--- BEGIN Data ---
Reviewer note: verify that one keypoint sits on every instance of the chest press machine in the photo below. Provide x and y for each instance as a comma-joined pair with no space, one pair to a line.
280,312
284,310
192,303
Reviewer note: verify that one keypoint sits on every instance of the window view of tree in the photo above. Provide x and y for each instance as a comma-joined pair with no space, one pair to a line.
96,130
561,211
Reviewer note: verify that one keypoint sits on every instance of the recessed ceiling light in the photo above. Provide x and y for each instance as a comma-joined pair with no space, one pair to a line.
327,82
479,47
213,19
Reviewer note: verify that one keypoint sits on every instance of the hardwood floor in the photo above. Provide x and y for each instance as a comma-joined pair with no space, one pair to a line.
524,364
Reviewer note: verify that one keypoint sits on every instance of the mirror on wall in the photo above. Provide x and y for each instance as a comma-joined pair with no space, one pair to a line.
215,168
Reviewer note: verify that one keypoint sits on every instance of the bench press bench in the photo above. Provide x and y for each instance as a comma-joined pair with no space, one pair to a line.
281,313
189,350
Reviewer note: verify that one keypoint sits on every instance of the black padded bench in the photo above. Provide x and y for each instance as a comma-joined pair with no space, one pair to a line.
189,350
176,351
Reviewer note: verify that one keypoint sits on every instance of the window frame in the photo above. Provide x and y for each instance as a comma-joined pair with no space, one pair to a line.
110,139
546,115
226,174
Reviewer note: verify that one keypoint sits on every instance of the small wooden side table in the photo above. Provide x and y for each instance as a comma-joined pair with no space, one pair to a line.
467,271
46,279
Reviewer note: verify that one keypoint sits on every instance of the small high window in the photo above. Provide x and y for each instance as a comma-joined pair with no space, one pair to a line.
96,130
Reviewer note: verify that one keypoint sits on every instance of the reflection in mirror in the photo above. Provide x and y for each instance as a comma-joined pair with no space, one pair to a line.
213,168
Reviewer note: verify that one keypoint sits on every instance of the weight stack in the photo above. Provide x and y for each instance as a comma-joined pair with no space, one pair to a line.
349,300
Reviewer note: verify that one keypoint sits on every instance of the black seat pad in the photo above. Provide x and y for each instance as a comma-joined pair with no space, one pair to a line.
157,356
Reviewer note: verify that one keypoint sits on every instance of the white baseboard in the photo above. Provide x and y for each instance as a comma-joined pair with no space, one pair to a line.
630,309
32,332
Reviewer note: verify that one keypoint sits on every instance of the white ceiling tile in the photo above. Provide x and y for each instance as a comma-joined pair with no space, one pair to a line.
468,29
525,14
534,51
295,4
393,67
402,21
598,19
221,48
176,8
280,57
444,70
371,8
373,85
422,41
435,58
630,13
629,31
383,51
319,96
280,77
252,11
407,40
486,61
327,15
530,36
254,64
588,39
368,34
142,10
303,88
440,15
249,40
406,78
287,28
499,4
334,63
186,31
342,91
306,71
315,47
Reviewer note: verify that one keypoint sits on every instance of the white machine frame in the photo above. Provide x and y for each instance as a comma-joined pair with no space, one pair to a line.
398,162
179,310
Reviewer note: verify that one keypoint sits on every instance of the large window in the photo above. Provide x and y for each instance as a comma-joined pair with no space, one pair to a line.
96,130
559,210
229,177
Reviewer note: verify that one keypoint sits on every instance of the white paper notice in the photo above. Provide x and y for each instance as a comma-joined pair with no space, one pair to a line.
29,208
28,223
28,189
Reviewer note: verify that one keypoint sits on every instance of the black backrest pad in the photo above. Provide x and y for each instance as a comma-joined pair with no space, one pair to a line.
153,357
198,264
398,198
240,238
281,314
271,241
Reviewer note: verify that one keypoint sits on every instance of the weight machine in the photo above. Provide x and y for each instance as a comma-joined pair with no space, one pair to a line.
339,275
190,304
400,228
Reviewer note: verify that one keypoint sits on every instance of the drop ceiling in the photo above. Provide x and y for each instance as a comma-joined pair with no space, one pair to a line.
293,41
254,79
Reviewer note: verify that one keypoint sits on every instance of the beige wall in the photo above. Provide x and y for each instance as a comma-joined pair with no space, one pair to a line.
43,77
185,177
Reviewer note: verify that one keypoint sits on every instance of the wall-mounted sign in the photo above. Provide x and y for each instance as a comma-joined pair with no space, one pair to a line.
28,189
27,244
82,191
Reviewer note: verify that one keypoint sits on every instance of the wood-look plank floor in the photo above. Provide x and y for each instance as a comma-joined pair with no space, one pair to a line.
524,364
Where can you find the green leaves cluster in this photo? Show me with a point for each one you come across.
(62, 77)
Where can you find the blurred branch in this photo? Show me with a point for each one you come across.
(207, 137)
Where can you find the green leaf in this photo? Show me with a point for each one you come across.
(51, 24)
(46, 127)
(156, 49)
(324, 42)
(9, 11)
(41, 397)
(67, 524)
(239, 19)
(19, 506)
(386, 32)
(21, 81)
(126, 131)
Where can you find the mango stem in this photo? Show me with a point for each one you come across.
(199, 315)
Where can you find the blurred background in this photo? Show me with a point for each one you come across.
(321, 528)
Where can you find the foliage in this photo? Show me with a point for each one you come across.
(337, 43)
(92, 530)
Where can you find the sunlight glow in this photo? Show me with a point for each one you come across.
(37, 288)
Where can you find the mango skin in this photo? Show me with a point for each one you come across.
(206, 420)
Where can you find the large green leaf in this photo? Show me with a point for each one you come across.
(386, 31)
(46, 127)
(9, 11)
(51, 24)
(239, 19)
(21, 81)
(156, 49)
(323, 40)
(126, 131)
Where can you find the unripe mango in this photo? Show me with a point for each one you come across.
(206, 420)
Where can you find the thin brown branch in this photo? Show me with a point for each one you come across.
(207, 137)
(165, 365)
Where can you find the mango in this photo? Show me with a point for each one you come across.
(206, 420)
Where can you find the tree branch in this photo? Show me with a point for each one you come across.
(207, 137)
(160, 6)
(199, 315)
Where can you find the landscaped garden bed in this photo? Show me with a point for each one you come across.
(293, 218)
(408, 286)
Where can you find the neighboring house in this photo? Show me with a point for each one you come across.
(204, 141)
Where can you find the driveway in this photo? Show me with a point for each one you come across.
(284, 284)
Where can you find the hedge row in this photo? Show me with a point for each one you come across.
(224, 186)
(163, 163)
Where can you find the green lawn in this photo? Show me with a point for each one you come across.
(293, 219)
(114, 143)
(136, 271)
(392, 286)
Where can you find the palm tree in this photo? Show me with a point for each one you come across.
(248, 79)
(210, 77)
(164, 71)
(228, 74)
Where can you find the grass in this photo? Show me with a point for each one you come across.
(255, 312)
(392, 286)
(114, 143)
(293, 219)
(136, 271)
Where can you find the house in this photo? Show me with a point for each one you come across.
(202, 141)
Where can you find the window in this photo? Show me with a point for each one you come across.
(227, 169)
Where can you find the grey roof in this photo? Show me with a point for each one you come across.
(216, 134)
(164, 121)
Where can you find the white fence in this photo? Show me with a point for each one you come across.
--- END Data ---
> _Stated exercise_: Repeat every entry word for word.

> _Response below_:
Reviewer note: verify that one keypoint sits on every instance of the chest press machine in the photo below. Provide x and y for each instance as a comma-joined pair with no space, one pair to a line.
280,312
284,310
192,303
Reviewer note: verify that one keypoint sits on every instance of the window view of tree in the photo above. Provide x and y for each instance as a comma-joined pair with no space, one pair to a line.
96,130
561,211
Reviewer note: verify that one keypoint sits on every instance of the recessed ceiling light in the photo above. Provide x and y for each instance as a comma-joined pair with no space, one pair to a line.
327,82
479,47
213,19
Reviewer note: verify that one keypoint sits on every instance of the hardwood floor in the photo above. Provide x and y for each instance as a comma-joined pair with no space, one pair to a line.
524,364
Reviewer note: verify that one keypoint sits on every instance of the mirror on wall in the photo above. Provide x and y for each instance as a comma-joined pair with no space, one pair to a line.
215,168
Reviewer note: verify that one keypoint sits on every instance of the bench press bench in the photo above. Provide x and y for each instance as a comma-joined pair with no space, one pair to a line.
281,313
189,350
Reviewer note: verify that one keypoint sits on every instance of the black padded bench in the photo above. Provide x and y for each instance as a comma-joined pair with no space, one pair to a line.
189,350
176,351
Reviewer note: verify that one keypoint sits on every instance of the window frame in the photo above. Provide x and y for each instance as a comma-joined pair with no space, one pair to a line.
110,139
546,115
226,174
Reviewer note: verify that one keypoint sits on every instance of the small wooden side table in the photo above. Provide x and y for each instance as a comma-joined pair with no space, one pair to a line.
467,271
46,279
Reviewer note: verify that one keypoint sits on every instance of the small high window in the photo above. Provide x and y for each instance as a comma-joined pair with no space, one pair to a line.
96,130
Reviewer note: verify that one keypoint sits on every instance of the reflection in mirror in the photo above. Provide x and y for each instance as a comma-joined pair with no space, one pair to a line.
213,168
Reviewer note: verify that one keypoint sits on every instance of the weight stack in the photo above. Provide x and y for each instance as a comma-joined pair with no space, one pair to a line.
349,300
Reviewer note: verify that one keypoint sits on every instance of the black seat pad in the photo above. Provide x and y for each instance as a comma-joined pair with no space, one pair to a line.
157,356
Reviewer note: verify that one keypoint sits on every instance of the white baseboard in the photo above. Provide x and y for each instance as a comma-joined pair with no space, one pair to a line.
630,309
32,332
Reviewer note: verify that one keypoint sits on every instance of the white ceiling tile in the photo above. Provide x and y for each instance as a comma-joined pair with no space, one pair to a line.
468,29
525,14
534,51
295,4
393,67
402,21
598,19
221,48
176,8
280,57
444,70
371,8
373,85
422,41
435,58
630,13
629,31
383,51
319,96
280,77
252,11
407,40
486,61
327,15
530,36
254,64
588,39
368,34
142,10
303,88
440,15
249,40
406,78
287,28
499,4
334,63
186,31
342,91
306,71
315,47
Reviewer note: verify that one keypoint sits on every instance of the white machine frame in the photo above. Provide x and y for each instance as a comma-joined pair with no space, one pair to a line.
398,162
179,310
Reviewer note: verify that one keypoint sits on every instance of the large window in the photo above. Provide x and y for each instance as a comma-joined pair with no space, one pair to a line.
96,130
559,210
229,177
Reviewer note: verify that one keypoint sits on every instance of the white paper notice in the photo above. Provide x and y for each instance as a comma-joined pair with no space, one pair to a line.
29,208
28,223
28,189
Reviewer note: verify that one keypoint sits on every instance of the black backrest pad in the photo above. Provide x and y for each instance as a comma-joined pair with no space, one pair to a line.
153,357
198,264
398,198
240,238
281,314
271,241
Reviewer note: verify that one keypoint sits on every instance of the weight machine in the photo above. Provide x and y for each instance as a comma-joined pair with no space, one pair to a line.
339,275
190,304
400,228
Reviewer note: verify that one keypoint sits on every instance of the drop ceiling in the photo above. Provide x and y for each instance as a comma-joined pair with no space, one pair to a line.
293,41
254,79
Reviewer note: verify that one keypoint sits on every instance of the beige wall in the photo above. Provide x and y for each instance as a comma-joined pair with no space, one pair to a line.
43,77
185,177
Reviewer note: verify that one keypoint sits on every instance of the wall-mounted sign in the photo above. Provide x and y for each instance as a comma-joined pair with no space, one pair to a line.
28,189
27,244
82,191
Reviewer note: verify that one keypoint sits on every instance of the wood-look plank floor in the photo above. Provide x and y for each instance as a comma-joined pair with no space, one pair to a line.
524,364
Where can you find the green leaves cluster in this photo? Show me with a point for each one you come across.
(62, 77)
Where can you find the blurred branch in this photo? Show me with a point for each one you come across.
(207, 137)
Where can you find the green leaf in this photo? Show me with a point for each one you come across.
(51, 24)
(46, 127)
(156, 49)
(324, 42)
(9, 11)
(41, 397)
(67, 524)
(239, 19)
(19, 506)
(386, 32)
(21, 81)
(126, 131)
Where can you find the mango stem in this photo? Show me with a point for each one you come across.
(199, 315)
Where can you find the blurred background in this photo? Show me with a point for each one you come across.
(321, 528)
Where can you find the foliage in this photo? Show me with a point for each one you come across.
(337, 43)
(92, 530)
Where can you find the sunlight glow in this photo? Show me with a point for each one you come across.
(37, 288)
Where can you find the mango skin in this photo? Show me with a point for each one you come across.
(206, 420)
Where can you find the large green leaf in this photo? Show me with a point for each one you come across.
(386, 31)
(46, 127)
(9, 11)
(51, 24)
(239, 19)
(21, 81)
(156, 49)
(323, 40)
(126, 131)
Where can you find the unripe mango in this photo? Show me with a point for each one you come across.
(206, 420)
Where can you find the thin brown branch in this photo? Show me with a point for each one you come across.
(207, 137)
(165, 365)
Where can you find the mango in this photo? Show me with a point for each one you come across.
(206, 420)
Where can you find the tree branch in this photo? Show me with a point for each one you come across.
(207, 137)
(160, 6)
(199, 315)
Where can you find the landscaped garden bed in this photo? Show me with a point for each one you come across.
(293, 218)
(408, 286)
Where can you find the neighboring house in this photo? Show me with a point for each one you come across.
(204, 141)
Where can you find the driveway in this photo? Show me with a point for each one you come across.
(284, 284)
Where can you find the hedge row in this photo? Show me with a point for each one you come across.
(224, 186)
(163, 163)
Where can you find the green lawn in this photo? Show me with a point for each one you come across.
(293, 219)
(114, 143)
(136, 271)
(392, 286)
Where can you find the palm tree in this photo? Show me with a point for each one you come across.
(248, 79)
(210, 77)
(164, 71)
(228, 74)
Where can you find the grass in this photo? Show me with a point for each one you come across.
(255, 312)
(392, 286)
(114, 143)
(293, 219)
(136, 271)
Where can you find the house in this photo? Show me with a point for each one you come across.
(202, 141)
Where can you find the window in this photo? Show me with a point for each one you come across.
(227, 169)
Where can you find the grey roof in this photo? Show me with a point for each one you come across.
(216, 134)
(164, 121)
Where can you find the white fence in this photo? Show me with a point for each one you come across.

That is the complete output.